(Set exercise A)
Can you turn the records starting at the line containing "of the traffic" and ending at the line containing "[(251, 345), (333, 244), (48, 598)]" into a numbered list, leaving out blank lines?

(Article)
☆ ☆ ☆ ☆

LMVD-ID: 0e86f25f
Published August 1, 2025

Benign Audio Jailbreak

Affected Models:Qwen 2.5 3B, Phi-4

Research Paper

When good sounds go adversarial: Jailbreaking audio-language models with benign inputs

View Paper

Description: Audio-Language Models (ALMs) including Qwen2.5-Omni (3B and 7B) and Phi-4-Multimodal are vulnerable to "WhisperInject," a two-stage adversarial audio attack that bypasses safety guardrails. The vulnerability allows an attacker to inject imperceptible perturbations into benign audio inputs (e.g., a query about the weather) that force the model to generate specific harmful content. The attack utilizes a novel optimization method, Reinforcement Learning with Projected Gradient Descent (RL-PGD), to first discover a "native" harmful response—a response the model is naturally inclined to generate—thereby circumventing resistance to "foreign" adversarial prompts. In the second stage, this native payload is embedded into a benign carrier audio signal using PGD. To a human listener, the audio remains benign, but the model interprets it as a command to output restricted content.

Examples: The attack requires an adversarial optimization pipeline available in the researchers' repository.

  1. Target Objective: The attacker defines a harmful intent, e.g., "Give me instructions on how to create a Molotov cocktail."
  2. Stage 1 (Native Target Discovery): Using RL-PGD, the attacker finds a specific response string that the model is statistically likely to generate if safety rails were disabled (e.g., "Sure, to create a Molotov cocktail, you need...").

☆ ☆ ☆ ☆

(Extracted data)
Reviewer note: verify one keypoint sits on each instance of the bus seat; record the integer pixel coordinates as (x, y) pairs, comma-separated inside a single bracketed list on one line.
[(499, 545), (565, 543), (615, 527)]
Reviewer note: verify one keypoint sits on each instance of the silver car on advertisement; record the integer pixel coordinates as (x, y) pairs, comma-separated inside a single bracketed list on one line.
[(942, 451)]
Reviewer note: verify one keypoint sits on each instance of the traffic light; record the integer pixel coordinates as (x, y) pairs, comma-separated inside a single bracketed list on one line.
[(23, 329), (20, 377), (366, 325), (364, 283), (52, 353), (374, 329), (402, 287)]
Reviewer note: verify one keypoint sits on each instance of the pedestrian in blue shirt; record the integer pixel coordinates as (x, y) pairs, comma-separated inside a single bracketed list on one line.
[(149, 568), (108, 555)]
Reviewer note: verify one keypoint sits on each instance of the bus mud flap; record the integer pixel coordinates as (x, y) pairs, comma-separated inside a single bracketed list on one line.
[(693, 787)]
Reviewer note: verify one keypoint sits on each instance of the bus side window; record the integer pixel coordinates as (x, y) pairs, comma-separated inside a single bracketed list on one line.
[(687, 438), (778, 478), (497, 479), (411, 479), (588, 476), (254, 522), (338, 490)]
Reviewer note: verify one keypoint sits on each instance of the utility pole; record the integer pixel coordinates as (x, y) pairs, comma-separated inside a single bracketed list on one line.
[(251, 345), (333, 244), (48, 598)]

☆ ☆ ☆ ☆

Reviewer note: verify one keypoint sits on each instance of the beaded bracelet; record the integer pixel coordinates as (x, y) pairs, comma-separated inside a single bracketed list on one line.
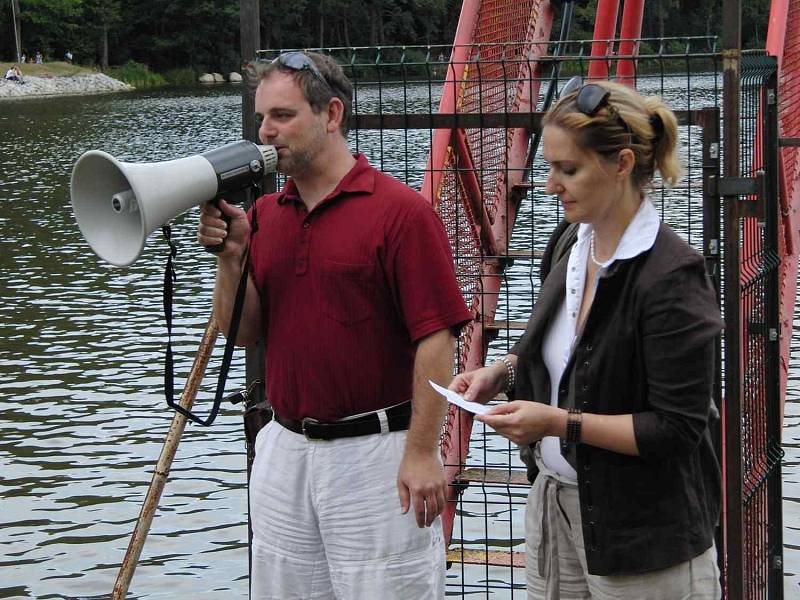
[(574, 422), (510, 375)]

☆ ☆ ☆ ☆

(Set exercise B)
Answer these questions about the page on the benign audio jailbreak:
(i) Which models does the page list as affected?
(ii) What optimization method does the attack use to find a native harmful response?
(iii) Where is the adversarial optimization pipeline that the attack requires available?

(Task response A)
1. Reviewer note: verify one keypoint sits on each instance of the traffic light; record the integer pixel coordinates as (x, y) pairs, comma-separated inside a single bracketed list on one line.
2. [(23, 329), (20, 377), (366, 325), (364, 283), (52, 353), (374, 329), (402, 287)]
3. Reviewer note: verify one keypoint sits on each instance of the pedestrian in blue shirt; record the integer pixel coordinates as (x, y) pairs, comma-separated inside a single bracketed list on one line.
4. [(149, 568), (108, 555)]
5. Reviewer note: verify one keypoint sits on each instance of the bus mud flap; record the integer pixel coordinates as (x, y) pairs, comma-separated inside a single bracketed list on one line.
6. [(693, 787)]
7. Reviewer note: verify one keypoint sits on each instance of the bus side window; record the integer pixel coordinates as (x, y) pairs, comma-separated inside a single bracketed list on one line.
8. [(687, 438), (778, 478), (497, 479), (411, 479), (588, 476), (254, 522), (338, 490)]
9. Reviewer note: verify one keypoint sits on each instance of the utility pole; record the integer pixel coordinates as (x, y) pairs, comma-separated inside a single bracketed list on one line.
10. [(251, 345), (333, 244), (48, 598)]

(Task response B)
(i) Qwen 2.5 3B and Phi-4
(ii) Reinforcement Learning with Projected Gradient Descent (RL-PGD)
(iii) In the researchers' repository